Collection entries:
[Start of section]

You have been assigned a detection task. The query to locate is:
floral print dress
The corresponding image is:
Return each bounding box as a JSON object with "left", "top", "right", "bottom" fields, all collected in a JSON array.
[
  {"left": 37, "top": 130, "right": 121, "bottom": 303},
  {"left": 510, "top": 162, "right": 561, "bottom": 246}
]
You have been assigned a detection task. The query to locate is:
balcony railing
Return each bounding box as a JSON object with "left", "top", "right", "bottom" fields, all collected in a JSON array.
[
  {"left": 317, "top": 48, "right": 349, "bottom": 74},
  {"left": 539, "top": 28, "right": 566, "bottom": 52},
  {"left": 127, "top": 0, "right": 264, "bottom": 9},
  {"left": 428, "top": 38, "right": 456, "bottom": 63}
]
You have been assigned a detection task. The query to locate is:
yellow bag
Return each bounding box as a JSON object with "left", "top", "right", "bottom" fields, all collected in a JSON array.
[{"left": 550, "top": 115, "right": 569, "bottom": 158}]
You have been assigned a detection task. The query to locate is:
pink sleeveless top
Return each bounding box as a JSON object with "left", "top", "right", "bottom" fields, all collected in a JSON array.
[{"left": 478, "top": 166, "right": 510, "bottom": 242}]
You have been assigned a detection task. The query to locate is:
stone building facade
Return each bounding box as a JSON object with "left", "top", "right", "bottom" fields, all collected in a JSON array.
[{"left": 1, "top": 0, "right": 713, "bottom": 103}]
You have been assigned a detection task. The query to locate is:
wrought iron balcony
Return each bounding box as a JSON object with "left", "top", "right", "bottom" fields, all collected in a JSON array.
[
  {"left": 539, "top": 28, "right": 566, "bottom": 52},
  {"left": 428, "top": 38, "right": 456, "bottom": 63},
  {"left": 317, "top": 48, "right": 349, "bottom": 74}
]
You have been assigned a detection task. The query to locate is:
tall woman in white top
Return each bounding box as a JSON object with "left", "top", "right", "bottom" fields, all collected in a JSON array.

[End of section]

■ **EXERCISE**: Reproduce the complete data exactly as presented above.

■ **OUTPUT FOR THIS EXERCISE**:
You have been assigned a detection task. The query to locate is:
floral print dress
The corresponding image is:
Return each bounding box as a JSON object with "left", "top", "right", "bottom" fields, all collected in a JSON array.
[
  {"left": 37, "top": 130, "right": 121, "bottom": 303},
  {"left": 510, "top": 162, "right": 561, "bottom": 246}
]
You have been assigned a detection task. The query to locate is:
balcony railing
Return each bounding box as a JSON object with "left", "top", "right", "bottom" fields, all collected in a JSON array.
[
  {"left": 317, "top": 48, "right": 349, "bottom": 74},
  {"left": 539, "top": 28, "right": 566, "bottom": 52},
  {"left": 127, "top": 0, "right": 264, "bottom": 9},
  {"left": 428, "top": 38, "right": 456, "bottom": 63}
]
You have been assigned a detection task. The query to locate is:
yellow bag
Return each bounding box as a JSON object with "left", "top", "right", "bottom" fields, all collected in a JSON array.
[{"left": 550, "top": 115, "right": 569, "bottom": 158}]
You have been assigned a detection task. The query to locate is:
pink sleeveless top
Return each bounding box as a JSON object with "left", "top", "right", "bottom" fields, all collected in a JSON array.
[{"left": 478, "top": 166, "right": 510, "bottom": 242}]
You have been assigned a detection task. The query to locate is:
stone building facade
Return each bounding box as a JSON object with "left", "top", "right", "bottom" fields, all collected in a JSON array.
[{"left": 1, "top": 0, "right": 713, "bottom": 103}]
You have been assigned a detection task. The query to locate is:
wrought iron balcony
Return each bounding box as a JSON object with "left", "top", "right", "bottom" fields, all collected in a JSON array.
[
  {"left": 539, "top": 28, "right": 566, "bottom": 52},
  {"left": 428, "top": 38, "right": 456, "bottom": 63},
  {"left": 317, "top": 48, "right": 349, "bottom": 74}
]
You have been assigned a detection task. The query to locate is:
tall woman in white top
Return each bounding box as a JSON object with "left", "top", "right", "bottom" fields, all collected in a JSON array.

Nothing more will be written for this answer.